* **Article**
>> START

After 12 long months of waiting for the next Penguin update, it finally arrived on October 20th. A full list of Penguin updates can be found here
Here are dates of all Penguin releases:
- Penguin 1.0 on April 24, 2012 (impacting ~3.1% of queries)
- Penguin 1.1 on May 26, 2012 (impacting less than 0.1%)
- Penguin 1.2 on October 5, 2012 (impacting ~0.3% of queries)
- Penguin 2.0 on May 22, 2013 (impacting 2.3% of queries)
- Penguin 2.1 on Oct. 4, 2013 (impacting around 1% of queries)
- Penguin 3.0 on October 17, 2014 (impacting around 1% of queries)
**Source : Search Engine Land
If you’ve been affected by this penalty, you are likely in one of two camps:
1. A business that previously employed a SEO firm who used ill advised practices of building backlinks through any number of ways: link wheels, blog networks, heavy usage of keyword rich anchors, mass directory submissions, etc.

>> END

* **What needs to be done**
Copy out the Penguin update article above word for word, in full.

* **Provided records**
>> START

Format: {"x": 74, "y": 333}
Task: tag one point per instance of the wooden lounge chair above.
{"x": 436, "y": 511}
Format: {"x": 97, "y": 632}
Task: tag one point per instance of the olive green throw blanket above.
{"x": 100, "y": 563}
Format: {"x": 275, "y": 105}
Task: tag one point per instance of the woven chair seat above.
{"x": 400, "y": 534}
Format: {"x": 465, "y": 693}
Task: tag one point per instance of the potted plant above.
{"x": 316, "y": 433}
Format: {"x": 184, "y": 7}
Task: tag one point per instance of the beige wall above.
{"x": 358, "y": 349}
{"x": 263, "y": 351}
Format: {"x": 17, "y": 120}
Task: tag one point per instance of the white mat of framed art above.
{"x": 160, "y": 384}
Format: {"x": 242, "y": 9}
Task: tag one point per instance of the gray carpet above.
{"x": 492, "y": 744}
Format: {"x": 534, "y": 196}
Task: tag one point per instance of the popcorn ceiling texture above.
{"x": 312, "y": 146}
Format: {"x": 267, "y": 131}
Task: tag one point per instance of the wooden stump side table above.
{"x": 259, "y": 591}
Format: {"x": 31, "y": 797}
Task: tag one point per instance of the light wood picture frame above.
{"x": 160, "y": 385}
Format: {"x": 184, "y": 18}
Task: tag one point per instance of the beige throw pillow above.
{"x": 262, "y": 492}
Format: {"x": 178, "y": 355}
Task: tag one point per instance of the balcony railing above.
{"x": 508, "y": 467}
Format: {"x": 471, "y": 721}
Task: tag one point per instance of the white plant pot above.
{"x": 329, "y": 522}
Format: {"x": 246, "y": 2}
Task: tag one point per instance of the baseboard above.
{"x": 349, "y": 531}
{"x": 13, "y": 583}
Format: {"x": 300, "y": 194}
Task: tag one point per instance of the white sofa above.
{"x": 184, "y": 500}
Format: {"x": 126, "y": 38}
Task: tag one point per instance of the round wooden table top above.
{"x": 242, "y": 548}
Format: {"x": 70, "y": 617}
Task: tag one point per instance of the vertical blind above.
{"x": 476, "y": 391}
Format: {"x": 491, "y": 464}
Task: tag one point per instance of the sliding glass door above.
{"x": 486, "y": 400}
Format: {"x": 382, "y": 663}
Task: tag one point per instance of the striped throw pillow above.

>> END

* **Result of this exercise**
After 12 long months of waiting for the next Penguin update, it finally arrived on October 20th. A full list of Penguin updates can be found here
Here are dates of all Penguin releases:
- Penguin 1.0 on April 24, 2012 (impacting ~3.1% of queries)
- Penguin 1.1 on May 26, 2012 (impacting less than 0.1%)
- Penguin 1.2 on October 5, 2012 (impacting ~0.3% of queries)
- Penguin 2.0 on May 22, 2013 (impacting 2.3% of queries)
- Penguin 2.1 on Oct. 4, 2013 (impacting around 1% of queries)
- Penguin 3.0 on October 17, 2014 (impacting around 1% of queries)
**Source : Search Engine Land
If you’ve been affected by this penalty, you are likely in one of two camps:
1. A business that previously employed a SEO firm who used ill advised practices of building backlinks through any number of ways: link wheels, blog networks, heavy usage of keyword rich anchors, mass directory submissions, etc.